YOUR TASK: In the copy you make, keep each entry exactly as it is and leave out all images.
+++
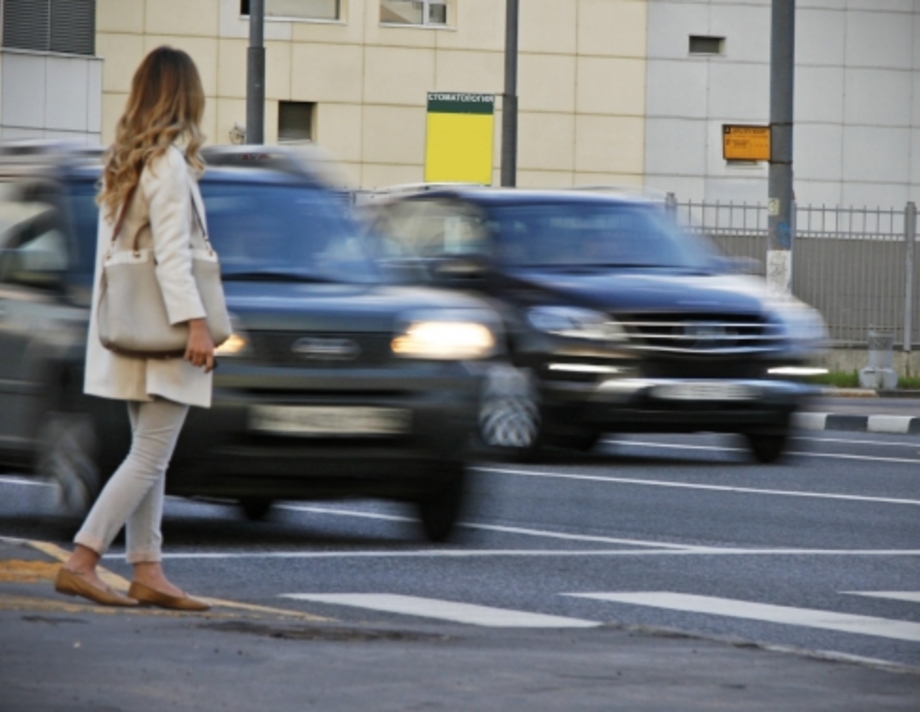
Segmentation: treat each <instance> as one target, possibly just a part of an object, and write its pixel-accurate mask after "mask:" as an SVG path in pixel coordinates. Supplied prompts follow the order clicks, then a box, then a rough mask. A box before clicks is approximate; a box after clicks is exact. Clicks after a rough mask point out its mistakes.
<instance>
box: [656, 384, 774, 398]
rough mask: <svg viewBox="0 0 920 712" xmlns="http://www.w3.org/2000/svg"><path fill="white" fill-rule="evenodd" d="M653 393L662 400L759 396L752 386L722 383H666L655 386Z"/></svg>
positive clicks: (737, 397)
mask: <svg viewBox="0 0 920 712" xmlns="http://www.w3.org/2000/svg"><path fill="white" fill-rule="evenodd" d="M653 393H654V395H655V397H656V398H660V399H662V400H698V401H733V400H751V399H753V398H755V397H756V396H757V394H756V393H755V392H754V390H753V389H752V388H751V387H750V386H746V385H745V384H743V383H725V382H722V381H696V382H687V383H666V384H662V385H660V386H655V388H654V390H653Z"/></svg>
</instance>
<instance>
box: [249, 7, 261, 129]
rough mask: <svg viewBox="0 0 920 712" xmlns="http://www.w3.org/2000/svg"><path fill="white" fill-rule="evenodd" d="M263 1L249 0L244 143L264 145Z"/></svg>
mask: <svg viewBox="0 0 920 712" xmlns="http://www.w3.org/2000/svg"><path fill="white" fill-rule="evenodd" d="M264 30H265V0H249V49H248V50H247V53H246V143H250V144H259V143H264V142H265V129H264V125H265V32H264Z"/></svg>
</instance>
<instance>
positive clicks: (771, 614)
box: [563, 591, 920, 643]
mask: <svg viewBox="0 0 920 712" xmlns="http://www.w3.org/2000/svg"><path fill="white" fill-rule="evenodd" d="M563 595H565V596H574V597H577V598H589V599H593V600H596V601H611V602H613V603H629V604H632V605H636V606H648V607H650V608H664V609H667V610H671V611H683V612H688V613H705V614H707V615H713V616H725V617H729V618H744V619H746V620H756V621H763V622H766V623H781V624H785V625H796V626H804V627H806V628H820V629H822V630H832V631H838V632H843V633H860V634H862V635H872V636H876V637H879V638H889V639H892V640H906V641H909V642H912V643H917V642H920V623H911V622H909V621H898V620H891V619H888V618H876V617H874V616H858V615H853V614H850V613H837V612H835V611H821V610H816V609H813V608H793V607H791V606H774V605H770V604H766V603H751V602H749V601H738V600H734V599H731V598H717V597H715V596H694V595H690V594H682V593H671V592H668V591H643V592H637V593H566V594H563Z"/></svg>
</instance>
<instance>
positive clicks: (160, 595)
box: [128, 581, 211, 611]
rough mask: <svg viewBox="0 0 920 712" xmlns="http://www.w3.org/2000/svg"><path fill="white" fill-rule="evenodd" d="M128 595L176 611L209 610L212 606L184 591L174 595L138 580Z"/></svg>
mask: <svg viewBox="0 0 920 712" xmlns="http://www.w3.org/2000/svg"><path fill="white" fill-rule="evenodd" d="M128 595H129V596H131V598H135V599H137V600H138V601H140V602H141V603H145V604H147V605H149V606H158V607H159V608H171V609H173V610H176V611H207V610H210V608H211V606H210V605H209V604H207V603H205V602H204V601H199V600H198V599H196V598H192V597H191V596H189V595H188V594H185V593H183V594H182V595H181V596H172V595H170V594H168V593H163V592H162V591H157V590H156V589H155V588H151V587H150V586H146V585H144V584H142V583H138V582H137V581H135V582H133V583H132V584H131V588H129V589H128Z"/></svg>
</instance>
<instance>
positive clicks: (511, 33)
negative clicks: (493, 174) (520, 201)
mask: <svg viewBox="0 0 920 712" xmlns="http://www.w3.org/2000/svg"><path fill="white" fill-rule="evenodd" d="M518 2H519V0H505V93H504V94H502V186H503V187H507V188H513V187H514V186H516V185H517V40H518V17H519V13H518Z"/></svg>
+++
RESPONSE TO THE TASK:
Segmentation: treat each <instance> as one target, possibly just a part of an object, and write its pixel-accurate mask after "mask:" as an SVG path in pixel coordinates. Supplied prompts follow the order clicks, then a box, then a rough mask. A box before clicks is approximate; a box after clicks is exact. Clicks after a rough mask point out its mistakes.
<instance>
box: [656, 384, 774, 398]
rough mask: <svg viewBox="0 0 920 712" xmlns="http://www.w3.org/2000/svg"><path fill="white" fill-rule="evenodd" d="M653 393L662 400L759 396L752 386L722 383H666L655 386Z"/></svg>
positive clicks: (737, 397)
mask: <svg viewBox="0 0 920 712" xmlns="http://www.w3.org/2000/svg"><path fill="white" fill-rule="evenodd" d="M653 393H654V395H655V397H656V398H660V399H662V400H698V401H733V400H751V399H753V398H755V397H756V396H757V394H756V393H755V392H754V390H753V389H752V388H751V387H750V386H746V385H745V384H743V383H725V382H722V381H696V382H687V383H666V384H662V385H660V386H655V388H654V390H653Z"/></svg>
</instance>
<instance>
box: [249, 7, 261, 129]
rough mask: <svg viewBox="0 0 920 712" xmlns="http://www.w3.org/2000/svg"><path fill="white" fill-rule="evenodd" d="M263 1L249 0L244 143L264 145Z"/></svg>
mask: <svg viewBox="0 0 920 712" xmlns="http://www.w3.org/2000/svg"><path fill="white" fill-rule="evenodd" d="M264 30H265V0H249V49H248V50H247V53H246V143H250V144H259V143H264V142H265V129H264V125H265V32H264Z"/></svg>
</instance>
<instance>
positive clicks: (771, 614)
box: [563, 591, 920, 643]
mask: <svg viewBox="0 0 920 712" xmlns="http://www.w3.org/2000/svg"><path fill="white" fill-rule="evenodd" d="M563 595H565V596H574V597H577V598H589V599H593V600H596V601H611V602H613V603H629V604H632V605H636V606H648V607H650V608H664V609H667V610H671V611H683V612H688V613H705V614H707V615H713V616H725V617H729V618H744V619H746V620H756V621H763V622H766V623H781V624H785V625H796V626H804V627H806V628H820V629H822V630H832V631H838V632H843V633H860V634H862V635H872V636H876V637H879V638H889V639H892V640H906V641H909V642H912V643H917V642H920V623H911V622H909V621H898V620H891V619H888V618H876V617H874V616H858V615H853V614H850V613H837V612H835V611H821V610H816V609H813V608H793V607H791V606H774V605H770V604H766V603H751V602H749V601H738V600H734V599H731V598H717V597H715V596H694V595H690V594H682V593H671V592H668V591H643V592H637V593H566V594H563Z"/></svg>
</instance>
<instance>
positive clicks: (160, 595)
box: [128, 581, 211, 611]
rough mask: <svg viewBox="0 0 920 712" xmlns="http://www.w3.org/2000/svg"><path fill="white" fill-rule="evenodd" d="M128 595L176 611L209 610L212 606L184 591L174 595L138 580Z"/></svg>
mask: <svg viewBox="0 0 920 712" xmlns="http://www.w3.org/2000/svg"><path fill="white" fill-rule="evenodd" d="M128 595H129V596H131V598H135V599H137V600H138V601H140V602H141V603H145V604H147V605H149V606H158V607H159V608H171V609H173V610H176V611H207V610H210V608H211V606H210V605H209V604H207V603H205V602H204V601H199V600H198V599H196V598H192V597H191V596H189V595H188V594H185V593H183V594H182V595H181V596H172V595H170V594H168V593H163V592H162V591H157V590H156V589H155V588H151V587H150V586H146V585H144V584H142V583H138V582H137V581H135V582H133V583H132V584H131V588H129V589H128Z"/></svg>
</instance>
<instance>
positive clicks: (511, 33)
negative clicks: (493, 174) (520, 201)
mask: <svg viewBox="0 0 920 712" xmlns="http://www.w3.org/2000/svg"><path fill="white" fill-rule="evenodd" d="M518 2H519V0H505V93H504V94H502V186H503V187H507V188H513V187H514V186H516V185H517V40H518V17H519V13H518Z"/></svg>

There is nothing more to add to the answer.